◆ **YOUR ASSIGNMENT**
Copy exactly, and copy only, the lines from the one bearing "For each instance of the watch" through the final line of the records.

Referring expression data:
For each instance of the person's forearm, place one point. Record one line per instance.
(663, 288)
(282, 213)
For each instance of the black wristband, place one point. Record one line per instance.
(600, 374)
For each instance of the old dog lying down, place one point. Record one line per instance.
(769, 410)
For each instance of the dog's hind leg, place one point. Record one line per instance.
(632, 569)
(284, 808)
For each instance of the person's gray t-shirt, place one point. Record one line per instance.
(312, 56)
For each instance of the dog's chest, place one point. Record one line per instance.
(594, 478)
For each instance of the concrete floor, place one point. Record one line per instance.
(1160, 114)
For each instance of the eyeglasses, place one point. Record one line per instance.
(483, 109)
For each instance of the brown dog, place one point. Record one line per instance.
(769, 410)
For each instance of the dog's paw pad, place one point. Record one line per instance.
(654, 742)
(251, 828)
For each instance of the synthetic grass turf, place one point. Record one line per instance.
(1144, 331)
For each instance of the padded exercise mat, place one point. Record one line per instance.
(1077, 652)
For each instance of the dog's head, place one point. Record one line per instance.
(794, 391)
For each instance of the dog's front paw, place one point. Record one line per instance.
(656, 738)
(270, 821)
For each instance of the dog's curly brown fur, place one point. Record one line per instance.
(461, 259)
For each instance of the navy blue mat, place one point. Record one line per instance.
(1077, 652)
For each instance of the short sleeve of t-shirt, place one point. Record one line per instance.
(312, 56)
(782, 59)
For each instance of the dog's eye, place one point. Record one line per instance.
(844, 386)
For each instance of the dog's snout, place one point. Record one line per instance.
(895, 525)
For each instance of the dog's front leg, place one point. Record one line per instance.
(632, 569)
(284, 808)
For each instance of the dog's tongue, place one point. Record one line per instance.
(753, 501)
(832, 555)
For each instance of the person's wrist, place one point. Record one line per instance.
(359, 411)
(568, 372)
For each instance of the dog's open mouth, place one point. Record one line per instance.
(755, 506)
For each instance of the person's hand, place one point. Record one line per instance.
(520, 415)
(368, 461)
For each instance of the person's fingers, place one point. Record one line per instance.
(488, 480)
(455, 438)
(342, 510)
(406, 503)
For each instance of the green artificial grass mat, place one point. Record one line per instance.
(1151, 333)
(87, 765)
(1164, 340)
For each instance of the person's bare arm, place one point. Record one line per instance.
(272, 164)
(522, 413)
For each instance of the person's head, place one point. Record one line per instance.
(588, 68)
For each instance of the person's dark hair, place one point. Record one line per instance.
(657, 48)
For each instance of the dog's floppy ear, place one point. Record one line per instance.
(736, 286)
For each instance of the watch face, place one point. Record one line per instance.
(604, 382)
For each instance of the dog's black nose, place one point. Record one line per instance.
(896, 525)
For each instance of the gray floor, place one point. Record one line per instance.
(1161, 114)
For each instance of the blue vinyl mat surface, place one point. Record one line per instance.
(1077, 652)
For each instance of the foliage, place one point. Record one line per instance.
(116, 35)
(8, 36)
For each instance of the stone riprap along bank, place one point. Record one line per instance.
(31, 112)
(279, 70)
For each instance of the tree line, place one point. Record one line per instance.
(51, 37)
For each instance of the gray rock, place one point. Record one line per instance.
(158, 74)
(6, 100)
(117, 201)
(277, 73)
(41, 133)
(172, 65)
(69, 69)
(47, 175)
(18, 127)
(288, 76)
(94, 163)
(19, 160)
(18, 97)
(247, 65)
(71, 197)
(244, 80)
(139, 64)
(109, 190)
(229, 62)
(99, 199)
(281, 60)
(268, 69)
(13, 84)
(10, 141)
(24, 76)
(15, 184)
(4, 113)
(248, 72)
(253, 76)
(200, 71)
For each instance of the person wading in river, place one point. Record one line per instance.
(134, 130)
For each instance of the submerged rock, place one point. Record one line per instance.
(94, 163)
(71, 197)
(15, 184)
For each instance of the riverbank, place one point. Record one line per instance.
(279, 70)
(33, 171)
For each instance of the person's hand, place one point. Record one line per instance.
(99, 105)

◆ **ANSWER TO THIS PROBLEM**
For each instance of the watch face, place one point. Record one line per instance.
(604, 382)
For each instance of the dog's black nose, place one point. Record one line per instance.
(896, 525)
For each instance of the gray floor, place one point. Record one line per instance.
(1161, 114)
For each instance of the blue vinyl mat surface, place one point. Record one line per instance.
(1077, 652)
For each instance of the foliage, place one point. Record one line per instance.
(116, 35)
(8, 36)
For each instance of the stone riprap along bank, place one point. Record one line per instance.
(31, 112)
(279, 70)
For each instance of the tree line, place one point. Record one line per instance.
(51, 37)
For each instance of the gray rock, place one point. Record one line per instance.
(158, 74)
(6, 100)
(117, 201)
(277, 73)
(41, 133)
(172, 65)
(69, 69)
(47, 175)
(18, 127)
(288, 76)
(94, 163)
(19, 160)
(18, 97)
(247, 65)
(71, 197)
(244, 80)
(139, 64)
(109, 190)
(229, 62)
(99, 199)
(281, 60)
(268, 69)
(13, 84)
(10, 141)
(24, 76)
(15, 184)
(4, 113)
(248, 72)
(253, 76)
(200, 71)
For each instance of the person wading in river, place one point. Record one line per instance.
(134, 130)
For each instance of the submerged rock, place one point. Record one line per instance.
(94, 163)
(71, 197)
(15, 184)
For each instance of the riverbank, place one point. Record one line per instance.
(279, 70)
(33, 171)
For each instance of the person's hand, place one point. Record one line per instance.
(99, 105)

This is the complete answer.